给定文段:
▬▬▬▬▬▬▬▬▬▬

启动GarbageCollect垃圾回收协程

完成ImageGCManager的初始化工作后,kubelet.StartGarbageCollection会分别启动容器和镜像的回收协程

  • 该协程ImageGCPeriod(5min),周期性进行镜像垃圾回收

  • Ref:https://github.com/kubernetes/kubernetes/blob/88e994f6bf8fc88114c5b733e09afea339bea66d/pkg/kubelet/kubelet.go#L1310

    	go wait.Until(func() {
    if err := kl.imageManager.GarbageCollect(); err != nil {
    if prevImageGCFailed {
    klog.ErrorS(err, "Image garbage collection failed multiple times in a row")
    // Only create an event for repeated failures
    kl.recorder.Eventf(kl.nodeRef, v1.EventTypeWarning, events.ImageGCFailed, err.Error())
    } else {
    klog.ErrorS(err, "Image garbage collection failed once. Stats initialization may not have completed yet")
    }
    prevImageGCFailed = true
    } else {
    var vLevel klog.Level = 4
    if prevImageGCFailed {
    vLevel = 1
    prevImageGCFailed = false
    }

    klog.V(vLevel).InfoS("Image garbage collection succeeded")
    }
    }, ImageGCPeriod, wait.NeverStop)
    }

启动镜像探测协程和镜像缓存更新协程

在kubelet.Run启动kubelet内部依赖模块中的过程中,会调用ImageGCManager.Start func在俩个独立的协程中开启ImageGCManager的定期镜像探测和镜像缓存更新服务

  • Ref:https://github.com/kubernetes/kubernetes/blob/88e994f6bf8fc88114c5b733e09afea339bea66d/pkg/kubelet/images/image_gc_manager.go#L180

    func (im *realImageGCManager) Start() {
    go wait.Until(func() {
    // Initial detection make detected time "unknown" in the past.

▬▬▬▬▬▬▬▬▬▬

材料:
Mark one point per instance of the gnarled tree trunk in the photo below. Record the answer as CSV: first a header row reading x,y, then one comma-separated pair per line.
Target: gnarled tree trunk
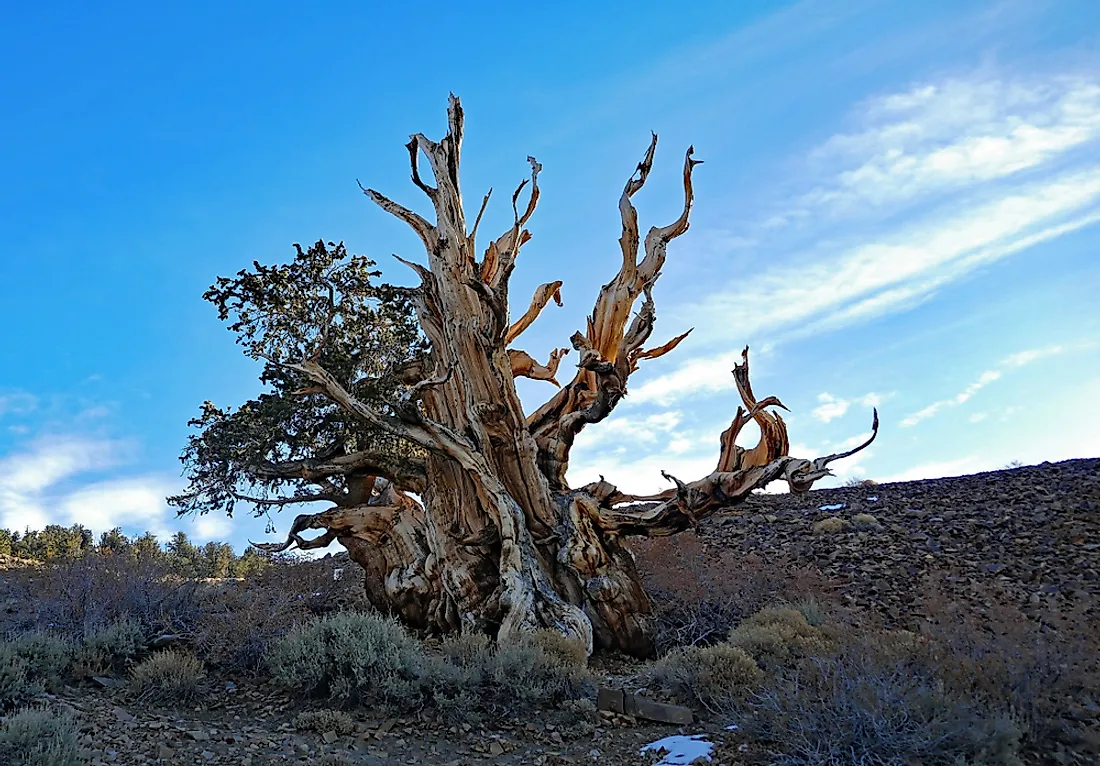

▬▬▬▬▬▬▬▬▬▬

问题 1:
能否把给定文段里从“启动镜像探测协程和镜像缓存更新协程”起、到“in the past.”止的这部分一字不差地抄写出来?
问题 2:
给定文段中以“在kubelet.Run启动”开头的那一段,能否改写得更简短,同时保留主要事实?
问题 3:
讲kubelet镜像垃圾回收的这篇文段,能从最后一行之后接着写下去吗?

任务结果 1:
启动镜像探测协程和镜像缓存更新协程

在kubelet.Run启动kubelet内部依赖模块中的过程中,会调用ImageGCManager.Start func在俩个独立的协程中开启ImageGCManager的定期镜像探测和镜像缓存更新服务

  • Ref:https://github.com/kubernetes/kubernetes/blob/88e994f6bf8fc88114c5b733e09afea339bea66d/pkg/kubelet/images/image_gc_manager.go#L180

    func (im *realImageGCManager) Start() {
    go wait.Until(func() {
    // Initial detection make detected time "unknown" in the past.

任务结果 2:
kubelet.Run启动内部依赖模块时,会调用ImageGCManager.Start,在两个独立协程中分别开启定期镜像探测和镜像缓存更新服务。

任务结果 3:
    var ts time.Time
    if im.initialized {
    ts = time.Now()
    }
    _, err := im.detectImages(ts)
    if err != nil {
    klog.InfoS("Failed to monitor images", "err", err)
    } else {
    im.initialized = true
    }
    }, 5*time.Minute, wait.NeverStop)

    // Start a goroutine periodically updates image cache.
    go wait.Until(func() {
    images, err := im.runtime.ListImages()
    if err != nil {
    klog.InfoS("Failed to update image list", "err", err)
    } else {
    im.imageCache.set(images)
    }
    }, 30*time.Second, wait.NeverStop)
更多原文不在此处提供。